— begin —

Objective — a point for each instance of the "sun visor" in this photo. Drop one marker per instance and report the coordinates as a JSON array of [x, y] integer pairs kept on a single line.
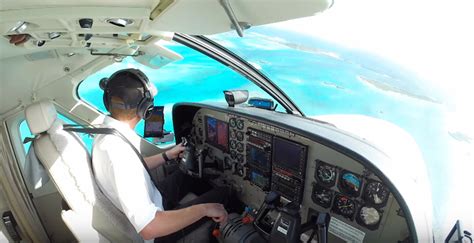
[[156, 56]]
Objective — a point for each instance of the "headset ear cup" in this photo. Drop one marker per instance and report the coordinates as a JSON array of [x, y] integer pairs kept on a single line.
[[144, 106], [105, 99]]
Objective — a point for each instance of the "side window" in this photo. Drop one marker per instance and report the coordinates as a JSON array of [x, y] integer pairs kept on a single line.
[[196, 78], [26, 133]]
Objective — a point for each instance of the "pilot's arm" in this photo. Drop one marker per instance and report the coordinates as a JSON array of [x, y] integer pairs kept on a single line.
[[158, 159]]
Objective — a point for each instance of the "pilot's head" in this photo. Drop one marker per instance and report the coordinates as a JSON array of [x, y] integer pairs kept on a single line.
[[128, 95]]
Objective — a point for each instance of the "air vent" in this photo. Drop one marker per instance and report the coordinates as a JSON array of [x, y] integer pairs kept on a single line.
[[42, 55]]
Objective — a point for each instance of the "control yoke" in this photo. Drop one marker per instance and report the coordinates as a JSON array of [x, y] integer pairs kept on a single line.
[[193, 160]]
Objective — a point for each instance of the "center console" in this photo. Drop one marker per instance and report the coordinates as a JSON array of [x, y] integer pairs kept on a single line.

— end —
— begin —

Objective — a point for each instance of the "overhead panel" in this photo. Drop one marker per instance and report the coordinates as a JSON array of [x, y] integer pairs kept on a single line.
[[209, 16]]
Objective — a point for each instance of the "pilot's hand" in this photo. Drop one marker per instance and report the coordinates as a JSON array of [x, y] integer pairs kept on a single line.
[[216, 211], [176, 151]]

— end —
— begin —

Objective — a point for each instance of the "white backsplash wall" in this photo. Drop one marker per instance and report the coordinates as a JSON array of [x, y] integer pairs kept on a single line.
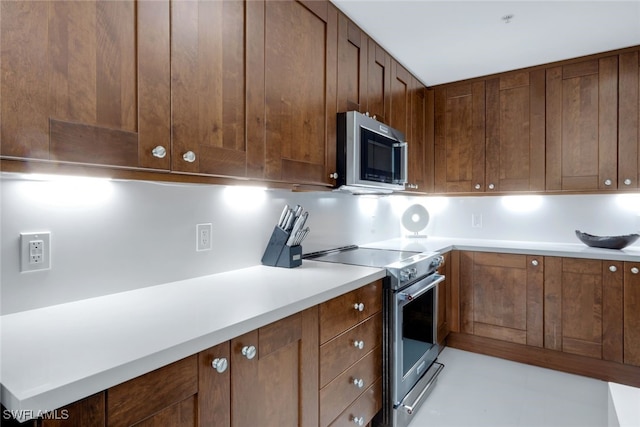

— end —

_PROBLEM DESCRIPTION_
Find each line of the items above that contains the string "pilot", where case counts, and copy every such line in full.

_ANSWER IN FULL_
Objective — a point for each instance of the "pilot's arm" in this photo. Drop one marker per instance and report the coordinates as a JSON array of [x, y] integer pairs kept on a single line.
Objective — a point for each instance of the "pilot's head" in this photo. Drop one marker per instance and report the coordinates as a JSON array of [x, y] integer pairs kept on a single line.
Objective — a point for each instance of the "pilot's hand" in this photo. Drop one marker per instance and report the coordinates as a JSON array of [x, y] integer pairs kept on a single line.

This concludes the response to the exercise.